佐野先生:私自身が小学生を含む4人の子どもの親でもあるのですが、自分が子どもの頃は、学力の高低や友だち付き合いの上手さなどとはまったく関係ない世界で、自分のありのままを受け入れてくれる存在が身近にありました。
同居するおじいちゃん、おばあちゃんや、自宅近くの豊かな自然などがそうです。
今はそうした存在が都市部を中心に減っています。どのような人や場所でもよいので、他者との優劣が重視される価値観や緊張感とは無縁の、子どもの存在が全受容される場が必要だと思います。それは親でなくてもよいし、家庭の外でもいい。できれば学校がそういう場であってほしいと願い、日々の学校運営にあたっています。
また、本校に入学する生徒の中には、過度な競争や緊張する人間関係の中で、苦しんだり自分を押し殺したりして過ごしてきた子どもたちもいます。そうした心のこわばりを解きほぐすには時間がかかります。
ですから、できればそこに時間を割く必要がないような小学校時代を過ごすことができれば、中学校生活がより豊かで楽しいものになると思います。
かえつ有明中・高等学校 佐野和之先生
小村:自分の存在基盤というか、帰る場所があると、そこを拠点にして様々なことにチャレンジできますが、基盤が揺らいでいると難しいですよね。
親世代の頃と比べて、最近の小学生は関わり合う人の人数やタイプが減っているとも聞きます。そのため、親や塾の先生といった限られた人の期待に応えようと頑張ってうまくいかなかった場合に、居場所がなくなって辛い思いをする子どもが増えているのではと感じます。
佐野先生:プレッシャーに負けないように頑張る体験は必要ですが、もしうまくいかなくても、それを受け止める場や人との関わりがあることが大切ですね。
昔から大切にされてきたことは今もこれからも大切
中村先生:東京の私立校の校長を務めて改めて感じるのは、これまで日本が大切にしてきたことを置き去りにしてまで「新しいものを取り入れないといけない」と躍起になる必要はないということです。
小・中学生の間は、基礎学力をつけることは当然として、挨拶をする、年長者を敬うといった、日本で昔から大切にされてきたことは今もこれからも大切にすべきと考えています。
現在の学校教育には、〇〇教育とか最新のICT用語などが飛び交っています。それらをすべて学ばねばならない、教えなければならないという「ねばならない」強迫観念に、大人がとらわれていないでしょうか。
他方、朝は「おはようございます」、何かを他人に頼む時は「よろしくお願いします」といった基本的な挨拶や言葉遣いを、大人自身が子どもにしっかり伝えていないように思います。それらをないがしろにして、ICTを使いこなしたり人前で上手にプレゼンできたりすることばかりを評価する風潮には反対です。

- **問題文 1**: 上の学校教育についての抜粋のうち、「同居するおじいちゃん、おばあちゃんや、自宅近くの豊かな自然などがそうです。」から「大切にすべきと考えています。」まで(両端を含む)を、「居場所」を「安心できる場所」に差し替えて書き出してください。

- **表示データ**:

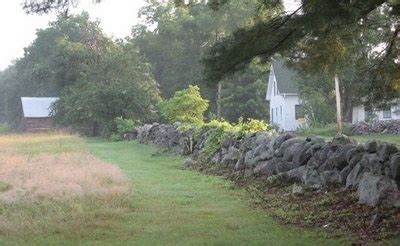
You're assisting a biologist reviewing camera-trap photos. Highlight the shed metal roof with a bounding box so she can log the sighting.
[21,97,59,118]
[272,60,299,94]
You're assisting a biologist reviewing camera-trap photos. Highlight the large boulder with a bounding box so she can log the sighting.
[271,133,296,151]
[364,140,378,153]
[321,170,341,186]
[357,172,400,207]
[254,159,282,177]
[377,143,399,161]
[360,153,385,175]
[286,166,307,181]
[301,169,323,189]
[221,146,240,166]
[390,154,400,183]
[275,138,304,157]
[346,163,365,188]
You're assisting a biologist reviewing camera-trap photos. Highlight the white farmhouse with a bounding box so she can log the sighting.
[352,99,400,124]
[266,61,305,131]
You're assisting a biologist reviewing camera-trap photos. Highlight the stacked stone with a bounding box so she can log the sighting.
[130,124,400,207]
[351,120,400,135]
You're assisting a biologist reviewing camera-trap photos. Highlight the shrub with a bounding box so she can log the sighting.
[110,117,136,142]
[159,85,208,124]
[196,119,273,158]
[0,123,11,133]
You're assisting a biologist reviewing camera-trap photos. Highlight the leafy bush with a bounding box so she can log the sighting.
[110,117,136,142]
[296,124,351,137]
[159,85,208,124]
[0,123,11,133]
[197,119,274,158]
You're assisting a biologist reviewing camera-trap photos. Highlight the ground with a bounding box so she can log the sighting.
[0,135,346,245]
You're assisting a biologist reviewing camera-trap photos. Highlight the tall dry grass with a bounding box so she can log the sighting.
[0,134,129,203]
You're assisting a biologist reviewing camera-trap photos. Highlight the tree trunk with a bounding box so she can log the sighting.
[335,74,343,134]
[217,81,222,120]
[342,81,353,123]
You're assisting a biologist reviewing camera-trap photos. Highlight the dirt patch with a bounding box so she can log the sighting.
[194,164,400,244]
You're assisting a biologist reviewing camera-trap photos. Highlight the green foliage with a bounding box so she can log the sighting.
[110,117,136,142]
[0,123,11,134]
[55,33,160,136]
[296,124,351,138]
[159,85,208,124]
[131,0,269,122]
[196,119,274,159]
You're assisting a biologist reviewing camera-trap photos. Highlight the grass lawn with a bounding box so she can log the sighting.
[0,136,345,245]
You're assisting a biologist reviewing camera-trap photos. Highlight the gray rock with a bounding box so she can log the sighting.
[272,133,296,151]
[221,146,240,166]
[183,158,196,168]
[339,165,353,185]
[254,159,282,177]
[346,164,365,188]
[292,184,304,196]
[293,144,311,167]
[253,143,268,159]
[321,170,340,185]
[390,154,400,182]
[286,166,306,181]
[275,160,295,174]
[283,143,304,161]
[210,152,221,164]
[357,172,398,207]
[306,136,325,145]
[301,169,323,189]
[275,138,304,157]
[254,132,270,145]
[348,152,364,168]
[360,153,385,175]
[377,143,399,161]
[235,155,246,171]
[346,146,364,164]
[364,140,378,153]
[332,134,354,145]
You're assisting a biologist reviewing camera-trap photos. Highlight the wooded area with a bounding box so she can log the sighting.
[0,0,400,135]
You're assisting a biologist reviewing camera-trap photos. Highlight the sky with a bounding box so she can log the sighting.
[0,0,300,71]
[0,0,145,71]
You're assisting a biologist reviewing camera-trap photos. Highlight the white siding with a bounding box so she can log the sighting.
[353,104,400,123]
[284,95,301,131]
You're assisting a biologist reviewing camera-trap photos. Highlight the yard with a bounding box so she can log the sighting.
[0,134,344,245]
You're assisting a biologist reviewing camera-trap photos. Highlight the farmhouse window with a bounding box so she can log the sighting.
[294,104,304,120]
[383,106,392,119]
[271,108,274,122]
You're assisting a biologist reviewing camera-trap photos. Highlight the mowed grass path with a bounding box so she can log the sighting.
[0,134,346,245]
[89,140,340,245]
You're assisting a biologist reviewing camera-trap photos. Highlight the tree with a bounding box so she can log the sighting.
[54,42,160,136]
[131,0,267,121]
[160,85,208,124]
[3,12,113,126]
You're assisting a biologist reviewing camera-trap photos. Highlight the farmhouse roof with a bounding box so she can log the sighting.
[272,60,299,94]
[21,97,58,118]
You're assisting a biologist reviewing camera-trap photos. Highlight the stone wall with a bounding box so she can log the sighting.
[351,120,400,135]
[127,123,400,207]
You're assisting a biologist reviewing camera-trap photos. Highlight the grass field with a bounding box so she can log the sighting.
[0,135,345,245]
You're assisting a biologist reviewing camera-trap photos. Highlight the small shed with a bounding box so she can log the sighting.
[21,97,58,132]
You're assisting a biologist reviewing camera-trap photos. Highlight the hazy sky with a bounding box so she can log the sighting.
[0,0,300,71]
[0,0,145,70]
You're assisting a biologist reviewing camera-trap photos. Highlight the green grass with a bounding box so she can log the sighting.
[0,135,344,245]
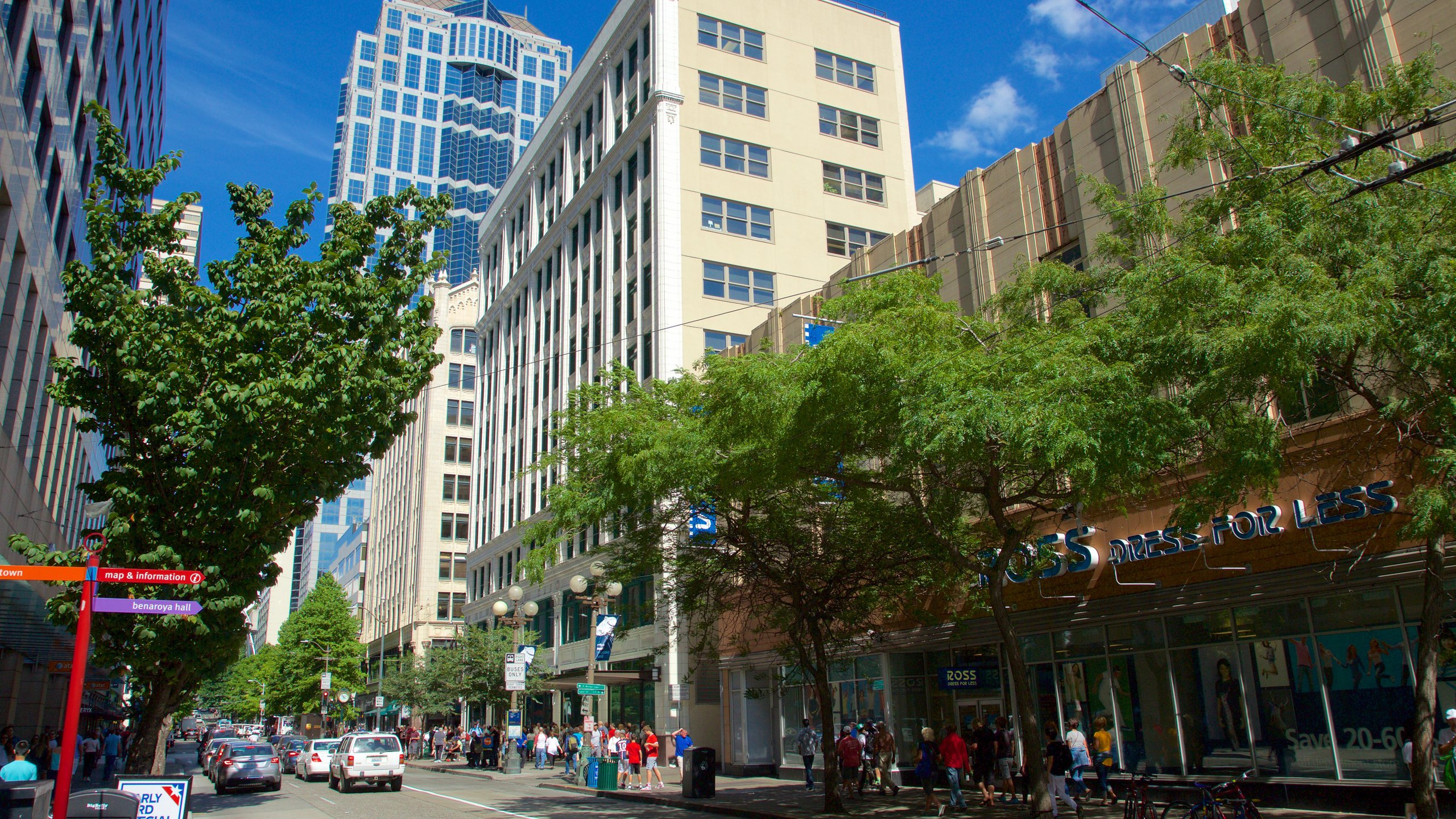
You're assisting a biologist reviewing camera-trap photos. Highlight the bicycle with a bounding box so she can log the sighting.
[1159,780,1261,819]
[1123,774,1167,819]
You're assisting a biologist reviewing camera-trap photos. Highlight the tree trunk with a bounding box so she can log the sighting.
[990,542,1051,816]
[127,679,177,775]
[1411,535,1446,819]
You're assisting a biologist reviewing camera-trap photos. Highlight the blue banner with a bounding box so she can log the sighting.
[597,615,622,663]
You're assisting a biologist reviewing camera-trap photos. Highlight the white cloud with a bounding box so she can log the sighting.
[930,77,1037,156]
[1016,39,1066,86]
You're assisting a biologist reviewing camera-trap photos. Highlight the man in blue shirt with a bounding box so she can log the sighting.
[0,739,41,783]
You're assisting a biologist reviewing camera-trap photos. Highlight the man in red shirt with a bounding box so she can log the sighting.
[627,733,645,790]
[941,726,971,809]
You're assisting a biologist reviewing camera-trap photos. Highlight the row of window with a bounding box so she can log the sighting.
[697,15,875,93]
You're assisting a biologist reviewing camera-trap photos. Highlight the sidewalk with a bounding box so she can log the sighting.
[533,768,1385,819]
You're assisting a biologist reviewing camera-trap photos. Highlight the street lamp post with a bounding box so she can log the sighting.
[569,561,622,769]
[491,584,540,774]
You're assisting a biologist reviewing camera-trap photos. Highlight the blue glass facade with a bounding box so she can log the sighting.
[329,0,572,284]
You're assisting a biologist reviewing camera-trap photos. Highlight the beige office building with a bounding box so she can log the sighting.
[358,270,479,714]
[466,0,917,744]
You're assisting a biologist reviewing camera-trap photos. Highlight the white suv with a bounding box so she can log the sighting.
[329,733,405,793]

- **問題文 2**: 上のエントリーのうち、「the white siding」を含む行から「[271,108,274,122]」を含む行まで(両端を含む)だけを、指示文もそのまま含めて書き出してください。その際、回答に出てくる座標の数値はすべて0.85倍し、整数に丸めてください(端数が0.5のときは切り上げ)。

- **作業結果 1**:
同居するおじいちゃん、おばあちゃんや、自宅近くの豊かな自然などがそうです。
今はそうした存在が都市部を中心に減っています。どのような人や場所でもよいので、他者との優劣が重視される価値観や緊張感とは無縁の、子どもの存在が全受容される場が必要だと思います。それは親でなくてもよいし、家庭の外でもいい。できれば学校がそういう場であってほしいと願い、日々の学校運営にあたっています。
また、本校に入学する生徒の中には、過度な競争や緊張する人間関係の中で、苦しんだり自分を押し殺したりして過ごしてきた子どもたちもいます。そうした心のこわばりを解きほぐすには時間がかかります。
ですから、できればそこに時間を割く必要がないような小学校時代を過ごすことができれば、中学校生活がより豊かで楽しいものになると思います。
かえつ有明中・高等学校 佐野和之先生
小村:自分の存在基盤というか、帰る場所があると、そこを拠点にして様々なことにチャレンジできますが、基盤が揺らいでいると難しいですよね。
親世代の頃と比べて、最近の小学生は関わり合う人の人数やタイプが減っているとも聞きます。そのため、親や塾の先生といった限られた人の期待に応えようと頑張ってうまくいかなかった場合に、安心できる場所がなくなって辛い思いをする子どもが増えているのではと感じます。
佐野先生:プレッシャーに負けないように頑張る体験は必要ですが、もしうまくいかなくても、それを受け止める場や人との関わりがあることが大切ですね。
昔から大切にされてきたことは今もこれからも大切
中村先生:東京の私立校の校長を務めて改めて感じるのは、これまで日本が大切にしてきたことを置き去りにしてまで「新しいものを取り入れないといけない」と躍起になる必要はないということです。
小・中学生の間は、基礎学力をつけることは当然として、挨拶をする、年長者を敬うといった、日本で昔から大切にされてきたことは今もこれからも大切にすべきと考えています。

- **作業結果 2**:
You're assisting a biologist reviewing camera-trap photos. Highlight the white siding with a bounding box so she can log the sighting.
[300,88,340,105]
[241,81,256,111]
You're assisting a biologist reviewing camera-trap photos. Highlight the yard with a bounding box so she can log the sighting.
[0,114,292,208]
You're assisting a biologist reviewing camera-trap photos. Highlight the farmhouse window with a bounding box so she can log the sighting.
[250,88,258,102]
[326,90,333,101]
[230,92,233,104]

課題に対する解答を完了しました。